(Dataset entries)

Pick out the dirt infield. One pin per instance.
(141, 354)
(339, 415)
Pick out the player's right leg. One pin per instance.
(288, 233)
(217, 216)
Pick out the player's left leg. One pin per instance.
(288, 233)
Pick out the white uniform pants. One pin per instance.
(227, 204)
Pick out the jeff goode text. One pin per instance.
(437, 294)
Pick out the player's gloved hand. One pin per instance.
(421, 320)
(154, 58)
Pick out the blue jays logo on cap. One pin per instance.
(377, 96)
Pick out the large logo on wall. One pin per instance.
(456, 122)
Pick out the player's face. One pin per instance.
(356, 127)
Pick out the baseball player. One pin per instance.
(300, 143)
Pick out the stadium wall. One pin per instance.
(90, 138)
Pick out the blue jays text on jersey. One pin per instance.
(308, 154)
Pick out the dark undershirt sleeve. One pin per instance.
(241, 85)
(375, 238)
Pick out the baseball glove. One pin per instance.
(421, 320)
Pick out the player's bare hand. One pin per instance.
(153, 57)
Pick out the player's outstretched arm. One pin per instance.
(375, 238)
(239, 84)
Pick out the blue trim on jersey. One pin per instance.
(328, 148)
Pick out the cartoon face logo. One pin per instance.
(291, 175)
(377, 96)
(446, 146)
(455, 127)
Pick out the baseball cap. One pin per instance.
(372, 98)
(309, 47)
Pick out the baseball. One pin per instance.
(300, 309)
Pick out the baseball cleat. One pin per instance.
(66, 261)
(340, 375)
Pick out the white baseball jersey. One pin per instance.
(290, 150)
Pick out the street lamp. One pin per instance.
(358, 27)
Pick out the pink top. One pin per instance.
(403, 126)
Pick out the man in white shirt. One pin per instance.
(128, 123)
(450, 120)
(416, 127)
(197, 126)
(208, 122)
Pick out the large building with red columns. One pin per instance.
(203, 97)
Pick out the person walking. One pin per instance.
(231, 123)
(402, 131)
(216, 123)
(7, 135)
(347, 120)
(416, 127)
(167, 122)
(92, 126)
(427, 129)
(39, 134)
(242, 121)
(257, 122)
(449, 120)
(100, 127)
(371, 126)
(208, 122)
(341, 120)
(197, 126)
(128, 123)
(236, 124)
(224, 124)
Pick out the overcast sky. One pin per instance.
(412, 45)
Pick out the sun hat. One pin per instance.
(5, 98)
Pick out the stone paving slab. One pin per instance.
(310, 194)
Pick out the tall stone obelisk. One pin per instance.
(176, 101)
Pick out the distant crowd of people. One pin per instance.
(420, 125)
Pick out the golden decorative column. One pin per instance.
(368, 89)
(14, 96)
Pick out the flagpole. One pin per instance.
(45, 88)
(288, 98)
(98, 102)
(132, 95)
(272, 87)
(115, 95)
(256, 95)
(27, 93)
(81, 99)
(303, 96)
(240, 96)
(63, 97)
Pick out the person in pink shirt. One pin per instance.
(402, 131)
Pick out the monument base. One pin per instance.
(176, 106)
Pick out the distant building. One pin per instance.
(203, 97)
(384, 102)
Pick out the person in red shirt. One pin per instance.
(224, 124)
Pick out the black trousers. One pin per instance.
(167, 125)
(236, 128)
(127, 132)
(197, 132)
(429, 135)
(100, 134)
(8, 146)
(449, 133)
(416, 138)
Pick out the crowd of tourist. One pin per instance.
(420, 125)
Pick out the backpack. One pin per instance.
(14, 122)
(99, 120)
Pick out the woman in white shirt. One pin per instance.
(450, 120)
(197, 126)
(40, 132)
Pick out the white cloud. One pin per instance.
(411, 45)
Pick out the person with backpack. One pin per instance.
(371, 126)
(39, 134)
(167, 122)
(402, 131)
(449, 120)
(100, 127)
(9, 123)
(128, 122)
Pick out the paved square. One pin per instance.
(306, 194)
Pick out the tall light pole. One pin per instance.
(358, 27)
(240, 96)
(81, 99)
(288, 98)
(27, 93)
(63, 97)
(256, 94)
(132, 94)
==
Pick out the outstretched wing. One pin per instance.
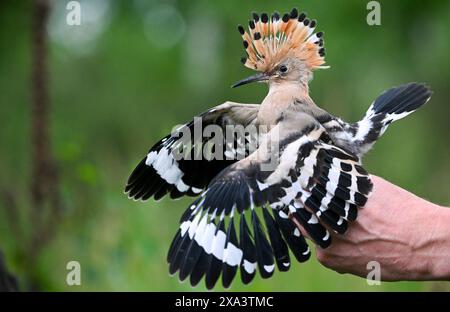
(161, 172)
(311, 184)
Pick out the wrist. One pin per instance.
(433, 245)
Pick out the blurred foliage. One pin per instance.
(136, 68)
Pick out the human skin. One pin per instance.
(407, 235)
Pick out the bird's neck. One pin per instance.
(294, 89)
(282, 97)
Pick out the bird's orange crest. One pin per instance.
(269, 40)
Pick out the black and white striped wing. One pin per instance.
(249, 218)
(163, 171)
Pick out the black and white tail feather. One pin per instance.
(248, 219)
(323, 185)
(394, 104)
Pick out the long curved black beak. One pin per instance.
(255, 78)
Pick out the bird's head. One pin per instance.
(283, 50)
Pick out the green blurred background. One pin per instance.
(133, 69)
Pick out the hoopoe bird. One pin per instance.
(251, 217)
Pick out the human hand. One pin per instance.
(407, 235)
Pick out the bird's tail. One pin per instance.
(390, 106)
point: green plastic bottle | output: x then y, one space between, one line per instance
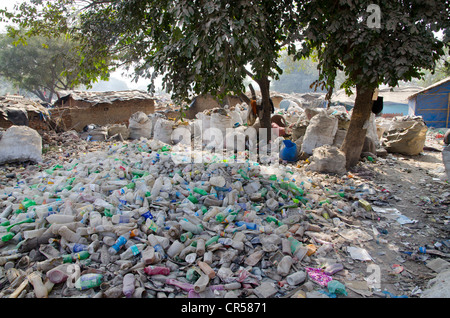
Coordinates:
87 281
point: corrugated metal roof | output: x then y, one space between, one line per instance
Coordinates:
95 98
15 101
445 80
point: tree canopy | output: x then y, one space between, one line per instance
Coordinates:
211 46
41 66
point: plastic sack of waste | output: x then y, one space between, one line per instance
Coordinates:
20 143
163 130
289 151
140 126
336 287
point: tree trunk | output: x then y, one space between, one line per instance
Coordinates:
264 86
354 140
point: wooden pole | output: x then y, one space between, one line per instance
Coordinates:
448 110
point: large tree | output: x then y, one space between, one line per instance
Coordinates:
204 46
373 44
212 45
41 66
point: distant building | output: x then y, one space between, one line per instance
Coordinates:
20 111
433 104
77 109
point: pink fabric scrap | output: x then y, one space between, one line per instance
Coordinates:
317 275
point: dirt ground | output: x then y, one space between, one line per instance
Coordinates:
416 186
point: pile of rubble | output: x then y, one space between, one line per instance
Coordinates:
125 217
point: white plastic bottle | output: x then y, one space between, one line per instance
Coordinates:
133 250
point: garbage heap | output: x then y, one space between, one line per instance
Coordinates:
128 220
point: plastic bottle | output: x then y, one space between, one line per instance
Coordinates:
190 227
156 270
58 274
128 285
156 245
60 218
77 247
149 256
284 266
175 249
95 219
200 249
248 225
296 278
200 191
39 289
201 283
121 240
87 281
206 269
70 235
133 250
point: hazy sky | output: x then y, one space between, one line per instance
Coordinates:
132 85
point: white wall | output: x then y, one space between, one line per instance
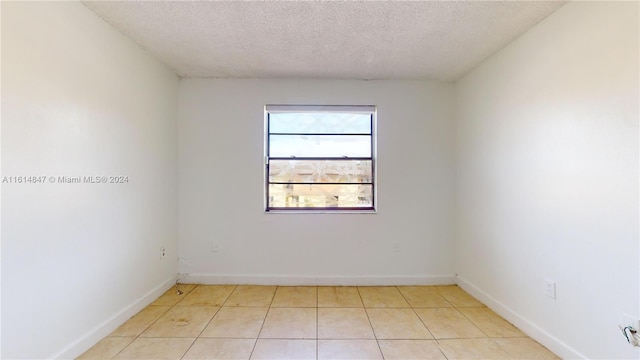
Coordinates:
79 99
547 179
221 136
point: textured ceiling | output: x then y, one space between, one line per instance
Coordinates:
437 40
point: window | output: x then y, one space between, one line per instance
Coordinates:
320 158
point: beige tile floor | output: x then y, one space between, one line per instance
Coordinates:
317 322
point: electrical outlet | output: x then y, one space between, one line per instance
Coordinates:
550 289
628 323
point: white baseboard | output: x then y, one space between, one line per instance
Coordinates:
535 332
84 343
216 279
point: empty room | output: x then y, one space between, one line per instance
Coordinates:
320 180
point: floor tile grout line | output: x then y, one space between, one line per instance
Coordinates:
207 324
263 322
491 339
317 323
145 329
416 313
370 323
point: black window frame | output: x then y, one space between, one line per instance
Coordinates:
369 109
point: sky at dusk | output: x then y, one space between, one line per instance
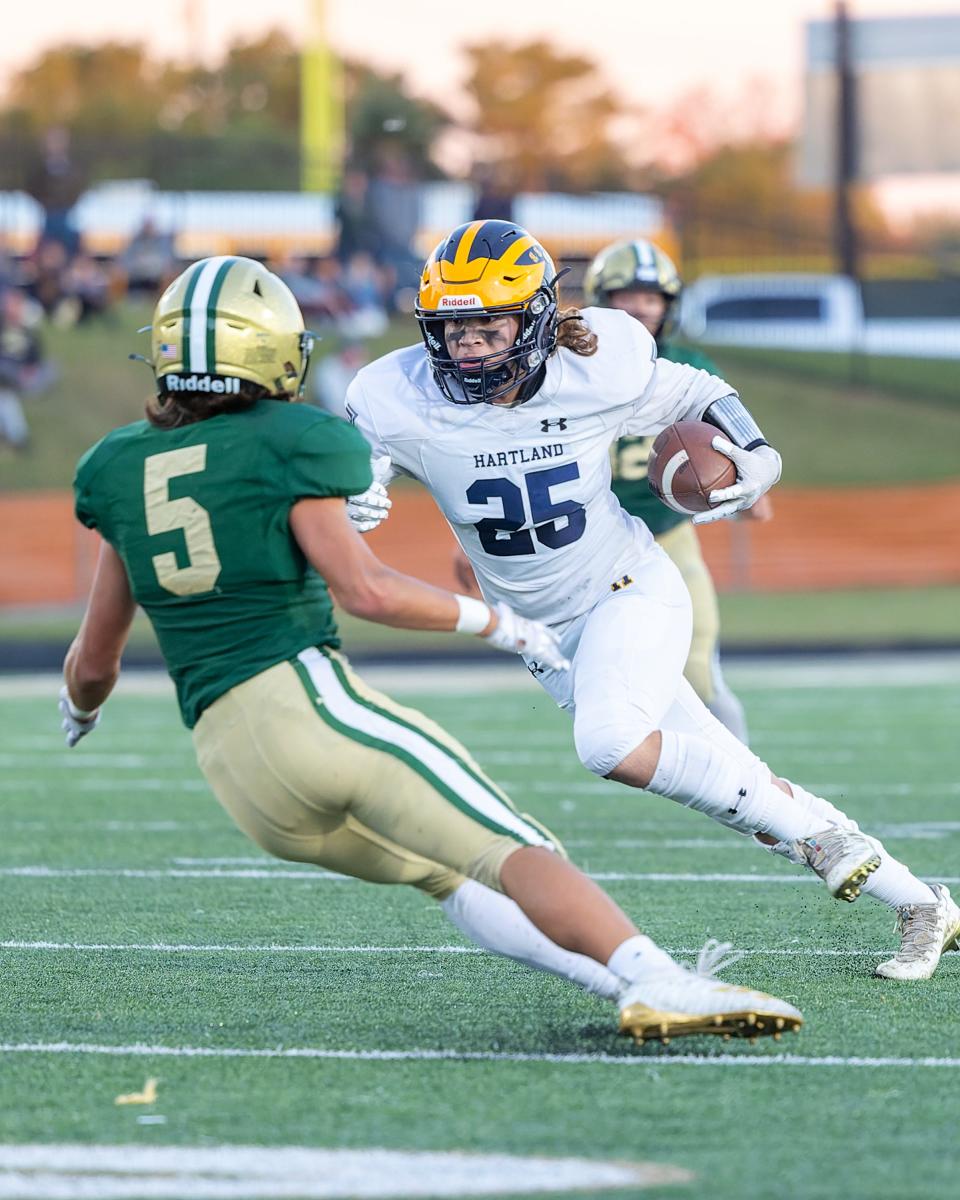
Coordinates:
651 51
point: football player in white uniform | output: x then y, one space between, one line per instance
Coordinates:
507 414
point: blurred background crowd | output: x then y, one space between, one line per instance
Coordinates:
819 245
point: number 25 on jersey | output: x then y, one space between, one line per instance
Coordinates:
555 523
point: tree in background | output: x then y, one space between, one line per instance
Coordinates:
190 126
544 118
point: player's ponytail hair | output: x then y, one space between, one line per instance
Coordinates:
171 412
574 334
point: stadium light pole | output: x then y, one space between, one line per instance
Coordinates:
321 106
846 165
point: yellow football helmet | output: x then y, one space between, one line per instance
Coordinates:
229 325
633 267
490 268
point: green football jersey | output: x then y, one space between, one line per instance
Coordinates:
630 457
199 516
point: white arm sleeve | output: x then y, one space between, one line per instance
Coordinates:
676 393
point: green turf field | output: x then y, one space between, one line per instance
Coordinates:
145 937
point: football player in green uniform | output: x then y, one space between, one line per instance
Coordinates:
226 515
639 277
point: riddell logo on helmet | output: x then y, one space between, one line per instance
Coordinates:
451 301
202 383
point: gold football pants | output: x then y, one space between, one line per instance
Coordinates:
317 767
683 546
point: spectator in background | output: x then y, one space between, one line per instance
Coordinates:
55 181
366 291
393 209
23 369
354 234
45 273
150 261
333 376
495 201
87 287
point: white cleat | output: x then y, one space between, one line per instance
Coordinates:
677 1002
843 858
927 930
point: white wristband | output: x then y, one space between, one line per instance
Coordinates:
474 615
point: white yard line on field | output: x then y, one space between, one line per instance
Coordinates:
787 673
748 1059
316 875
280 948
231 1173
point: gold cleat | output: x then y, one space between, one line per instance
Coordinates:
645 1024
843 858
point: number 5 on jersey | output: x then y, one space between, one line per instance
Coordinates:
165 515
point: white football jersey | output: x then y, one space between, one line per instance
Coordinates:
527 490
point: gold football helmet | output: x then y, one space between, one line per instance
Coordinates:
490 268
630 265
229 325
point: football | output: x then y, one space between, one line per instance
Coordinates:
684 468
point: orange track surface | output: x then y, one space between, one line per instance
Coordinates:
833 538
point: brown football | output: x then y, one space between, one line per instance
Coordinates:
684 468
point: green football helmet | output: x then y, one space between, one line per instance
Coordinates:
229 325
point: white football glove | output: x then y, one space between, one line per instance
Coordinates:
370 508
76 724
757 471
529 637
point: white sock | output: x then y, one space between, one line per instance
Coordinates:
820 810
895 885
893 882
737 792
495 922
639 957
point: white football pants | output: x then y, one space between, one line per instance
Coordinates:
---
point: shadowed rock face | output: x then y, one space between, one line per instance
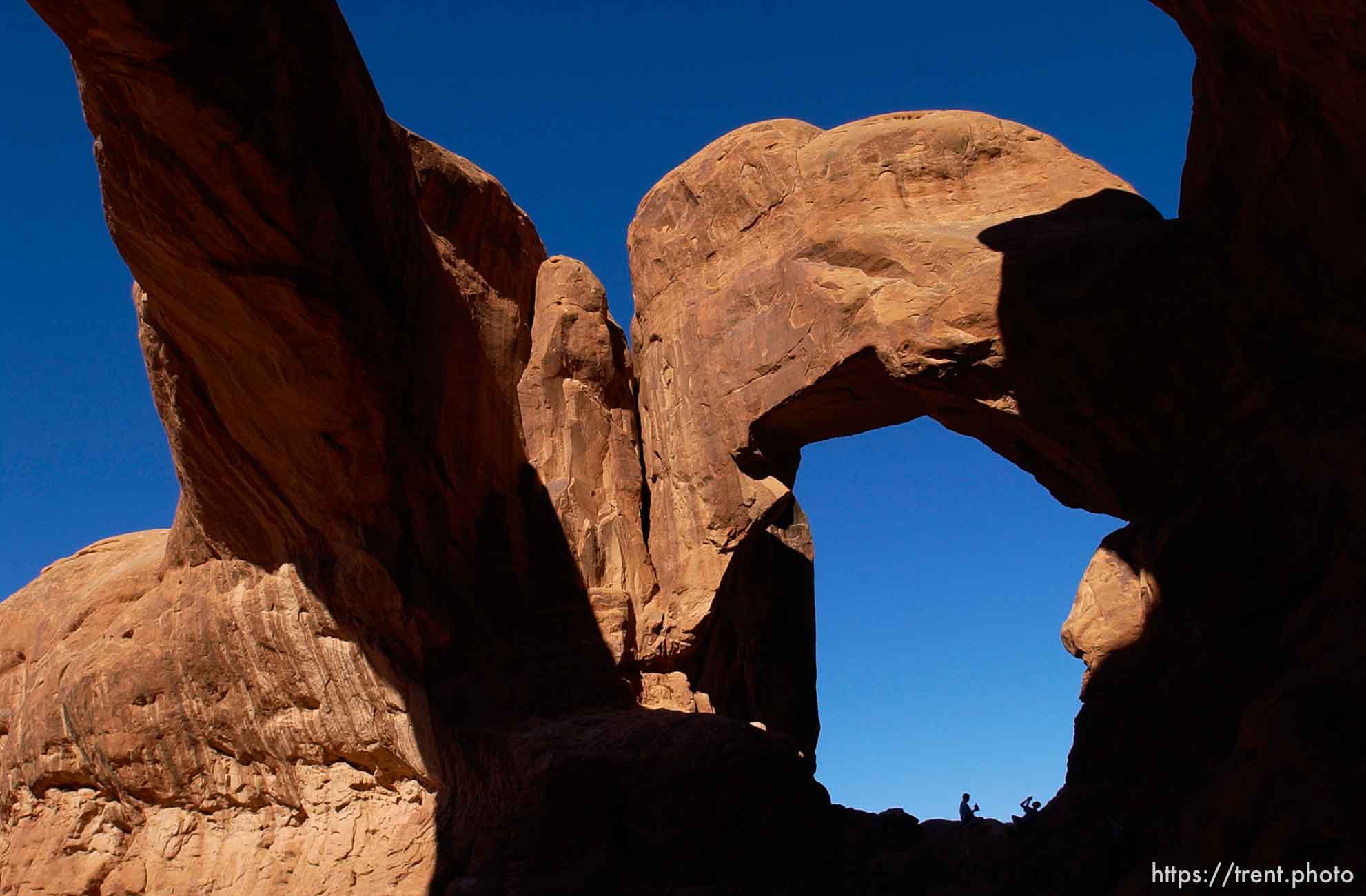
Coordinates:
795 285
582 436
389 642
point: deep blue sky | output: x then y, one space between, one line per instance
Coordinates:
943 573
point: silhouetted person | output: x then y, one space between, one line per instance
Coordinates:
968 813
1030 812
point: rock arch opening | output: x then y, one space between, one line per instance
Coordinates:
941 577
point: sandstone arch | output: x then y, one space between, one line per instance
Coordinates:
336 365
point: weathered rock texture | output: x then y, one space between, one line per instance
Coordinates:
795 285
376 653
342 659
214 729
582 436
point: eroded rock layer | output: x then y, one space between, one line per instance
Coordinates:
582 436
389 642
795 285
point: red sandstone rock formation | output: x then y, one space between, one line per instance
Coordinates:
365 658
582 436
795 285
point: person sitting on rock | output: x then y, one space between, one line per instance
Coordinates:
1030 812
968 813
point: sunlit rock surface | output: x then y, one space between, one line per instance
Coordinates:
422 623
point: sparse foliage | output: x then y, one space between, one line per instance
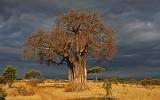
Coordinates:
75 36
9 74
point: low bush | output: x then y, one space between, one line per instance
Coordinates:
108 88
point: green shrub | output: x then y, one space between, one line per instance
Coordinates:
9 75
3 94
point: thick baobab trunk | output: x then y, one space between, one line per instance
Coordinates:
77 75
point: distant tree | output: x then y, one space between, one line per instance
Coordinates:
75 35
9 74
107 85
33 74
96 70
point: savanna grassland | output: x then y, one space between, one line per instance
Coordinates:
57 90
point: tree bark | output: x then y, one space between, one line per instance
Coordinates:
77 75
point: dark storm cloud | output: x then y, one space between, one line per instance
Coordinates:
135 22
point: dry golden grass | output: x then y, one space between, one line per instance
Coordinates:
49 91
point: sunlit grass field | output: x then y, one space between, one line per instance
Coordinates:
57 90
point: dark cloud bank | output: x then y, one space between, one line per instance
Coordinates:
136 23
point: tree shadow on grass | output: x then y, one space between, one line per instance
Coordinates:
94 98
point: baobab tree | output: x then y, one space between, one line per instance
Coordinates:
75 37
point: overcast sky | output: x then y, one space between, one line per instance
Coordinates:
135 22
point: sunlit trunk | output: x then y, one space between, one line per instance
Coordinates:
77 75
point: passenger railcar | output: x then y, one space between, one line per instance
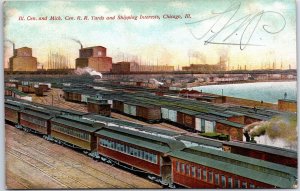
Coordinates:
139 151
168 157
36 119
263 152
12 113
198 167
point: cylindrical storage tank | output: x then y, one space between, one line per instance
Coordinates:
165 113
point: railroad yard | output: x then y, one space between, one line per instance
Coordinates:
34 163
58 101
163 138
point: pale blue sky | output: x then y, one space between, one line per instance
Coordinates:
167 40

• **TASK REQUIREMENTS**
Among the lines above, find the ones containing "sunlit" and copy them.

• **TASK SOLUTION**
point: sunlit rock surface | output: x then y, one space between, one line per instance
point: sunlit grass field | output: x then y, one space between, one line per instance
point: sunlit trunk | output: x then y, one space between, one line per instance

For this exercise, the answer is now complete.